■ YOUR GOAL
Convert the part that opens with the line containing "Q: Pinpoint the person" and closes with the line containing "320, 196, 378]]" into a JSON list of strings, one string per line, leaving out blank lines. Include both of those lines and nothing outside that span.

───── INFORMATION GIVEN

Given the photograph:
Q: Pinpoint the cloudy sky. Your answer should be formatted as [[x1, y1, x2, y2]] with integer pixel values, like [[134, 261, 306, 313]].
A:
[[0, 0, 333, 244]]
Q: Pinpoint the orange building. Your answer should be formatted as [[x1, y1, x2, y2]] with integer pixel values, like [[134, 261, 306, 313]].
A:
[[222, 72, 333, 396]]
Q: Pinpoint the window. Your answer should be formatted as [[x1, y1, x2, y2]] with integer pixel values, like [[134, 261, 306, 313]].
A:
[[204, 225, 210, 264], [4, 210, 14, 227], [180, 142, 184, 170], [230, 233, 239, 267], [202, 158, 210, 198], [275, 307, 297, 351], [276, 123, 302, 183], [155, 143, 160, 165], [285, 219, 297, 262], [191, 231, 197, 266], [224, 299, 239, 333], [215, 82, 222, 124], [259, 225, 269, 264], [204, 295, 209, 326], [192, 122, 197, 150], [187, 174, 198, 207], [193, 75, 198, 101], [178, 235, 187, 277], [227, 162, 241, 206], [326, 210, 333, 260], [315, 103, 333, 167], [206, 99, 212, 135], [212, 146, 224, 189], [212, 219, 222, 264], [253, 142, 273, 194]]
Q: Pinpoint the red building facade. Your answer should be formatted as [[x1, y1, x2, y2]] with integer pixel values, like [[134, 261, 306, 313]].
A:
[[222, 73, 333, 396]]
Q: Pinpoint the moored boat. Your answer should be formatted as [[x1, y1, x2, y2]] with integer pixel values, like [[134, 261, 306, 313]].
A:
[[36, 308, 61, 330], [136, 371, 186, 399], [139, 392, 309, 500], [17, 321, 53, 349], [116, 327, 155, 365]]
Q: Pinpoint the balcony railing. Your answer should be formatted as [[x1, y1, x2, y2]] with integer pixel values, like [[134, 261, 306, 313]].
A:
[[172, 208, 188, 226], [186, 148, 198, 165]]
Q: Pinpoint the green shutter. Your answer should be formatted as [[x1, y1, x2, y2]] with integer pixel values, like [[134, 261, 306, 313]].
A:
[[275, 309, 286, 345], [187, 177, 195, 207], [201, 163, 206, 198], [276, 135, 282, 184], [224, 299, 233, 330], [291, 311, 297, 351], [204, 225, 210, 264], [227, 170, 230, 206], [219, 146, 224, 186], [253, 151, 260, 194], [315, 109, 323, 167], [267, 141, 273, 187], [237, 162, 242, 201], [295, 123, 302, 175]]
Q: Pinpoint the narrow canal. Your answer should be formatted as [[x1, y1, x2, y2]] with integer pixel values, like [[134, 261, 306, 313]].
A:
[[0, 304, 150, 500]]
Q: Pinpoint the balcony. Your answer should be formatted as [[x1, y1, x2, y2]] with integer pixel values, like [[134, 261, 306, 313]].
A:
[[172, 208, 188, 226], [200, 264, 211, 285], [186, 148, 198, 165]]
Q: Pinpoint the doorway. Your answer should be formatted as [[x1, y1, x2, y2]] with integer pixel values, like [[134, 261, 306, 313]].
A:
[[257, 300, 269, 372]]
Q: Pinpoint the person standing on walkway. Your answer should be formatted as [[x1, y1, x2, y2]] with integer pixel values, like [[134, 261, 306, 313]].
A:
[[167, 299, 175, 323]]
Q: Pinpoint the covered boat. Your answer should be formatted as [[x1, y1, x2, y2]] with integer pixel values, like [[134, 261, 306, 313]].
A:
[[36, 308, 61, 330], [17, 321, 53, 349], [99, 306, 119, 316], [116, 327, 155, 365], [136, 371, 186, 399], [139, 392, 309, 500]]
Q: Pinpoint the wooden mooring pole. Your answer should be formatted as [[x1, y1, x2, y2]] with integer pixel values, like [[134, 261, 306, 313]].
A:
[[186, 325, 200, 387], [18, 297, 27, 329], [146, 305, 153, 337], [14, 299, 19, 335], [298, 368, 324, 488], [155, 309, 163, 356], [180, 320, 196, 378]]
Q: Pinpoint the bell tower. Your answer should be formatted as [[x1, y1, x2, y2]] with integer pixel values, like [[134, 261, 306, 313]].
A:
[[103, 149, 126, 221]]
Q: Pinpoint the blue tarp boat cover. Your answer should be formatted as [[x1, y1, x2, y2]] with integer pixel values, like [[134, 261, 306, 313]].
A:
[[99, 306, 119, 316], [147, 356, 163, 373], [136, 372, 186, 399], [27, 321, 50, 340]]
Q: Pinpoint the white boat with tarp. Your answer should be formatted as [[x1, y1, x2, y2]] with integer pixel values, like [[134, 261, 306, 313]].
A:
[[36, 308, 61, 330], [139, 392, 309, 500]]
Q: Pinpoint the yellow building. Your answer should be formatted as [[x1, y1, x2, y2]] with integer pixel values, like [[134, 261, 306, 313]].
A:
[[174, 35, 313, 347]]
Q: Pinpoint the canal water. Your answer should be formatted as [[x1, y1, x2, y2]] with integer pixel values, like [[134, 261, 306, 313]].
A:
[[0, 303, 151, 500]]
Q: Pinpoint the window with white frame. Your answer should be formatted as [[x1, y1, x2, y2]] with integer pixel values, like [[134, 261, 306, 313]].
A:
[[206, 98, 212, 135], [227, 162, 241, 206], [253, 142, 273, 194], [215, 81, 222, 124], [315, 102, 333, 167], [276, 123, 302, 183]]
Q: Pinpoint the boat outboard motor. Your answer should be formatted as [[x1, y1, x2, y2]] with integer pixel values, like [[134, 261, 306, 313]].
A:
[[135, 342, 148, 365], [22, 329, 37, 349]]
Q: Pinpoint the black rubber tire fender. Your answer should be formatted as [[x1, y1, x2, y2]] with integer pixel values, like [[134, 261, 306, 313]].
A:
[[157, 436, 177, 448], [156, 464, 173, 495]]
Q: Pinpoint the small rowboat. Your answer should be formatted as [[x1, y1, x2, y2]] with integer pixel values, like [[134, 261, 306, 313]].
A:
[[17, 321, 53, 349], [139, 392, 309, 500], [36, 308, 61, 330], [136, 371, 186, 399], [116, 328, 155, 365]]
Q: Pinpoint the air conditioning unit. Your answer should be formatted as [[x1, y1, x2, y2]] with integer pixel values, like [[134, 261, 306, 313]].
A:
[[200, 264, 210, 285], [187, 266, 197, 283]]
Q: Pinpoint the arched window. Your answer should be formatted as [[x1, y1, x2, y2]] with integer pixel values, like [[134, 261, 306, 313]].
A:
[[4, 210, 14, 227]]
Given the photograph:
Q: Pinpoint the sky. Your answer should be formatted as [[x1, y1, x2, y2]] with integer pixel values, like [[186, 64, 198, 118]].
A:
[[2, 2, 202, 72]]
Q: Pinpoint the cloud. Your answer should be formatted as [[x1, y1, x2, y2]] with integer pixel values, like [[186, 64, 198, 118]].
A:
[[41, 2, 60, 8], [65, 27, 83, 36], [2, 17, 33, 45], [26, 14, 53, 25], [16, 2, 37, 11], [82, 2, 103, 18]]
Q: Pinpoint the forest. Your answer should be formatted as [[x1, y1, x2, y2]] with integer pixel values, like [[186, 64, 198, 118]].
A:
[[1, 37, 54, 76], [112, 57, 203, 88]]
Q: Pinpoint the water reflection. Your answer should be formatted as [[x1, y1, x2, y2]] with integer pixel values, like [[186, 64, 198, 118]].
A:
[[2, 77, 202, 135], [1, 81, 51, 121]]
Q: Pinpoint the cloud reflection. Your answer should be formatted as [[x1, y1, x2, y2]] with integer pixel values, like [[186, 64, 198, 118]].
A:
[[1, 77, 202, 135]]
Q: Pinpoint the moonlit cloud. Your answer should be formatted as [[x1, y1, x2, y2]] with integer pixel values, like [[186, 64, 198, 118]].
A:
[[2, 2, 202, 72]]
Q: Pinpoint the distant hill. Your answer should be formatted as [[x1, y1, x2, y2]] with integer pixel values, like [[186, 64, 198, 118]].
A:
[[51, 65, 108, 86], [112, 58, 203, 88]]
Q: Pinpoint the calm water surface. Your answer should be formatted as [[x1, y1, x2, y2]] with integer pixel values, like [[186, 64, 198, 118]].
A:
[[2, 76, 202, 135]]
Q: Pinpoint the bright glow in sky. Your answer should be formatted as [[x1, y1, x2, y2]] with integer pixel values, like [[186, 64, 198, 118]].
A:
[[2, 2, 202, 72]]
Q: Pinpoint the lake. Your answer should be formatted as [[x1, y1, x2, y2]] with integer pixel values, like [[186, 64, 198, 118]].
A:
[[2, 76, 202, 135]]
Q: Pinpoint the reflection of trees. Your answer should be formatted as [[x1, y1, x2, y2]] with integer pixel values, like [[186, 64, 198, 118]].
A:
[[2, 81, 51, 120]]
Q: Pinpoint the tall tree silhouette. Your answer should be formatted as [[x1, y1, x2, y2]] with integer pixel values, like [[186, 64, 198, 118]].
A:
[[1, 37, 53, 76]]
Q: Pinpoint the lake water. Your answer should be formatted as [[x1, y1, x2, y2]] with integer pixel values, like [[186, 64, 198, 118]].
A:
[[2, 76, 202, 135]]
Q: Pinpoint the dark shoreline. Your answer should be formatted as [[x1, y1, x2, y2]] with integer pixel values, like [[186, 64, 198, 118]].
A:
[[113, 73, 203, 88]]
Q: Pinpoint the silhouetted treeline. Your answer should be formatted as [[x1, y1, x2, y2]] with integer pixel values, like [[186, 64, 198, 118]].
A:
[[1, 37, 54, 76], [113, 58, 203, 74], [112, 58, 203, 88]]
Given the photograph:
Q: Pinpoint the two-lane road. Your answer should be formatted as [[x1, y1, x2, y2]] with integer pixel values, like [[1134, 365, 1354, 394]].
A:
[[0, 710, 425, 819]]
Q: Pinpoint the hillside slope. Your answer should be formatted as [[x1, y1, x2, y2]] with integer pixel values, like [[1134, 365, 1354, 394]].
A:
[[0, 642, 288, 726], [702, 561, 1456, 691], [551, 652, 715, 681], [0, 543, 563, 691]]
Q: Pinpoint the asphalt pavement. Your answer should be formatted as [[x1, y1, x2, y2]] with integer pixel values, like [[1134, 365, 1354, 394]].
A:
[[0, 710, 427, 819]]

──────────

■ RESULT
[
  "Q: Pinpoint the person standing on walkway. Your answer should be formatted as [[x1, y1, x2, y2]] with integer pixel values, like [[134, 261, 306, 313]].",
  "A:",
  "[[167, 299, 175, 323]]",
  "Q: Pinpoint the covered boat. Your answer should be formatted as [[x1, y1, x2, y2]] with integer pixel values, like [[134, 261, 306, 313]].",
  "A:",
  "[[36, 308, 61, 330], [17, 321, 53, 349], [99, 306, 119, 316], [116, 327, 155, 365], [136, 371, 186, 399], [139, 392, 309, 500]]",
  "Q: Pinpoint the wooden mooring pole. Your answer should be formatted as [[x1, y1, x2, y2]] with integer pixel values, like [[134, 261, 306, 313]].",
  "A:",
  "[[186, 325, 200, 387], [18, 297, 27, 329], [146, 305, 153, 337], [14, 299, 19, 335], [298, 368, 324, 488], [155, 309, 163, 356], [180, 320, 196, 378]]"
]